_What you are asked to do_. Please give an exact printout of the records, without any pictures.

---------- Data shown

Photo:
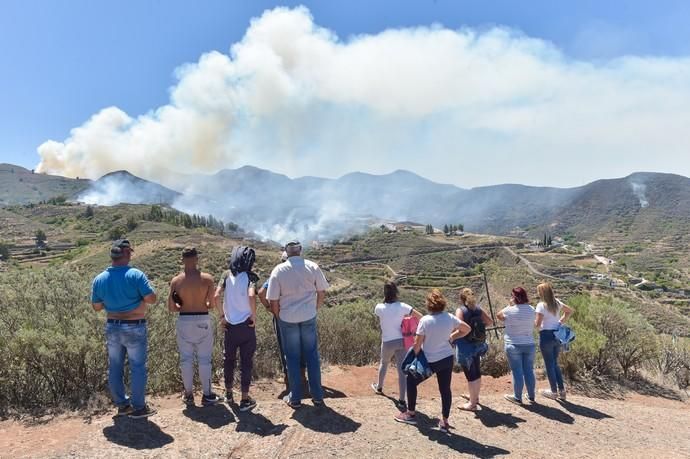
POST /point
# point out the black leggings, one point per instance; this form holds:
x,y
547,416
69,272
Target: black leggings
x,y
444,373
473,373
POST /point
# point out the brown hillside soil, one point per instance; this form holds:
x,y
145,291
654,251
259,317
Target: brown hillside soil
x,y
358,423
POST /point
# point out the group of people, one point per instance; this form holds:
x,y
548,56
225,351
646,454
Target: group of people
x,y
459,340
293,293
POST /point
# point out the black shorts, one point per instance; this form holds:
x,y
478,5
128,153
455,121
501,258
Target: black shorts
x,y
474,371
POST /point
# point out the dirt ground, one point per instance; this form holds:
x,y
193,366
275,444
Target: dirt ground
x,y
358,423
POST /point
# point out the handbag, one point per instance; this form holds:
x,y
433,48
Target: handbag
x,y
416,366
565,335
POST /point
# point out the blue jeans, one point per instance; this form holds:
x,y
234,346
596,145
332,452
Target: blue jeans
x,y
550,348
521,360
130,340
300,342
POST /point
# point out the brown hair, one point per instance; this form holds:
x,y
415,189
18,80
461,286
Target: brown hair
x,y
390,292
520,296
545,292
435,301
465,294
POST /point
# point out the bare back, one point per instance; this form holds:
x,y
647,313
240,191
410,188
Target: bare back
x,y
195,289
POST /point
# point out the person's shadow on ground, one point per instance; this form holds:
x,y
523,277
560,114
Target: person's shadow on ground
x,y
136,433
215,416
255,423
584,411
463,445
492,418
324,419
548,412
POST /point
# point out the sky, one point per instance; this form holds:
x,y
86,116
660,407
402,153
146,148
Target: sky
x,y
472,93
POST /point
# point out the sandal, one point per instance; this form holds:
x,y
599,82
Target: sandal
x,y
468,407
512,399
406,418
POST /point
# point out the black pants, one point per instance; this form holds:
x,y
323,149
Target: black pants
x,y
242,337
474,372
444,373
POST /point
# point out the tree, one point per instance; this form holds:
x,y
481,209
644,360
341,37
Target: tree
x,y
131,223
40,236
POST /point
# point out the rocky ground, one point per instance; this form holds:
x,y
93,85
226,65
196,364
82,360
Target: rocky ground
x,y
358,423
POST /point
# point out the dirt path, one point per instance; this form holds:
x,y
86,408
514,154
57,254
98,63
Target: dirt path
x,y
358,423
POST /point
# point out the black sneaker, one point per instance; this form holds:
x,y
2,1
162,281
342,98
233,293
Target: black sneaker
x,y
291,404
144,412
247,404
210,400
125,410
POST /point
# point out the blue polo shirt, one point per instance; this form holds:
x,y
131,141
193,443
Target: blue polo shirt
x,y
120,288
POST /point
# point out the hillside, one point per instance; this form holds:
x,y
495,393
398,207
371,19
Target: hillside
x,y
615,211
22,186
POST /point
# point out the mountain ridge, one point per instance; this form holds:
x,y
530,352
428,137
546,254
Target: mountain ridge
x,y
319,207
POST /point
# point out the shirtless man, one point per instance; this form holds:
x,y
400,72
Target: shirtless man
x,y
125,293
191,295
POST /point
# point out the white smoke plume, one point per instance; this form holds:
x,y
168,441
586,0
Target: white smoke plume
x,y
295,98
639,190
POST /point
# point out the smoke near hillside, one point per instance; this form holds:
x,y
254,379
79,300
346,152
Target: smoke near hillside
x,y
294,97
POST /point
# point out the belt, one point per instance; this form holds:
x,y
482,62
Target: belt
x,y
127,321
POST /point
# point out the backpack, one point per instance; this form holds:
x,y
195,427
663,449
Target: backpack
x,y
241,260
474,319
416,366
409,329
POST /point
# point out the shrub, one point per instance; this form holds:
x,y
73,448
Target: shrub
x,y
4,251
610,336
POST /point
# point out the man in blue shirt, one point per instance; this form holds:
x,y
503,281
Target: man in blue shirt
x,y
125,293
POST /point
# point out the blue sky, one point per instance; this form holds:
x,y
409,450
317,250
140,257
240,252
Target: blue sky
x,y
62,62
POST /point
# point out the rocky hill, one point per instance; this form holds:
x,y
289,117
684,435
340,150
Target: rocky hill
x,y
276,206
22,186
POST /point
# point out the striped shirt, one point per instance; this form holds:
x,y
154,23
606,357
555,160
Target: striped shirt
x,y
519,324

--------------------

_Solution to the exercise_.
Photo:
POST /point
# point out the black leggings, one point per instance; this form holds:
x,y
547,416
69,272
Target: black leggings
x,y
444,373
473,373
POST /point
# point out the brown hillside soil, one point per instance; this form holds:
x,y
145,291
654,251
259,317
Target: brown hillside soil
x,y
358,423
POST /point
# point out the group of people, one point per instance; this form holds:
x,y
548,56
225,351
646,454
Target: group of people
x,y
459,340
293,293
POST /point
# point out the black shorts, one point per instance; this form holds:
x,y
478,5
128,153
455,121
501,258
Target: black shorts
x,y
474,371
POST /point
# point out the dirt ground, one point per instance; this form holds:
x,y
193,366
275,444
Target: dirt ground
x,y
358,423
POST /point
# point out the handbag, one point per instance; this form holds:
x,y
433,48
Target: handbag
x,y
416,366
565,335
POST /point
# point out the blue jeans, one point per instance; this form holds:
x,y
234,346
596,145
332,452
Target: blue jeans
x,y
550,348
521,360
130,340
300,342
POST /point
# point out the brown hair, one point per instance; this form holds:
x,y
415,189
18,80
461,286
Target: brown hair
x,y
390,292
520,296
545,292
435,301
465,294
POST /point
# point out the bare back, one point per instance; this form holds:
x,y
647,313
240,191
410,188
Target: bare back
x,y
195,289
POST /point
# point out the person's shadow on ground, one point per instance; this form holds:
x,y
523,277
560,114
Target: person's shadow on ground
x,y
136,433
215,416
255,423
584,411
463,445
492,418
324,419
548,412
POST /point
# point out the sky, one point per instance; this form holds:
x,y
86,116
660,407
402,153
146,148
Target: sky
x,y
472,93
POST /point
# point out the sandal, one point per instance; this form holds:
x,y
599,82
Target: sandal
x,y
468,407
512,399
406,418
POST /point
# point out the black pants, one point per instance; this form holds:
x,y
323,149
Target: black pants
x,y
242,337
474,372
444,373
POST /point
# point out the tree, one point per instance; this form holds:
x,y
481,209
644,360
341,37
Target: tree
x,y
131,223
40,236
POST /point
# point out the rocky ground, one point per instance; this form holds:
x,y
93,85
226,65
196,364
82,360
Target: rocky ground
x,y
358,423
POST /point
# point out the dirt path, one point per instance; this form holds:
x,y
86,408
514,154
57,254
98,63
Target: dirt path
x,y
358,423
POST /point
# point out the black sneaker, one point per instance; this form holds:
x,y
2,1
162,281
342,98
233,293
Target: black sneaker
x,y
291,404
144,412
247,404
210,400
125,410
POST /point
# point out the blue polo shirt, one point per instance; this form holds:
x,y
131,141
193,443
Target: blue polo shirt
x,y
120,288
POST /point
# point out the hillside, one point per instance; this form holds:
x,y
495,393
398,207
371,19
Target: hillside
x,y
615,211
22,186
POST /point
# point out the mountain ridge, one point per instance; this form holds:
x,y
530,352
428,137
546,254
Target: mountain ridge
x,y
319,207
POST /point
# point out the shirtless man, one point per instance; this form holds:
x,y
400,72
Target: shirtless man
x,y
125,293
191,295
POST /point
# point out the white smoke plume, one point per instance; this form holds:
x,y
168,441
586,0
Target: white smoke plume
x,y
295,98
639,190
POST /point
# point out the smoke near hillside, one point per instance; this form holds:
x,y
254,379
79,300
346,152
Target: smoke near hillside
x,y
294,97
POST /point
# point out the belt, one point per instance; this form holds:
x,y
482,62
Target: belt
x,y
127,321
POST /point
# point out the backpack, one point per instance; this form holds:
x,y
195,427
663,449
Target: backpack
x,y
241,260
474,319
416,366
409,329
POST /point
# point out the shrub, one point per instance; this form holds:
x,y
73,448
Target: shrub
x,y
4,251
610,336
POST /point
# point out the man in blue shirt, one point per instance; this form holds:
x,y
503,281
Target: man in blue shirt
x,y
125,293
POST /point
# point out the blue sky, one point per instance; this form holds:
x,y
409,450
317,250
140,257
240,252
Target: blue sky
x,y
62,62
POST /point
# point out the rocky hill, one point per instance; this form holds:
x,y
289,117
684,435
340,150
Target: rocky hill
x,y
276,206
22,186
POST /point
# point out the striped shirt, one point per instance; this form holds:
x,y
154,23
606,357
555,160
Target: striped shirt
x,y
519,324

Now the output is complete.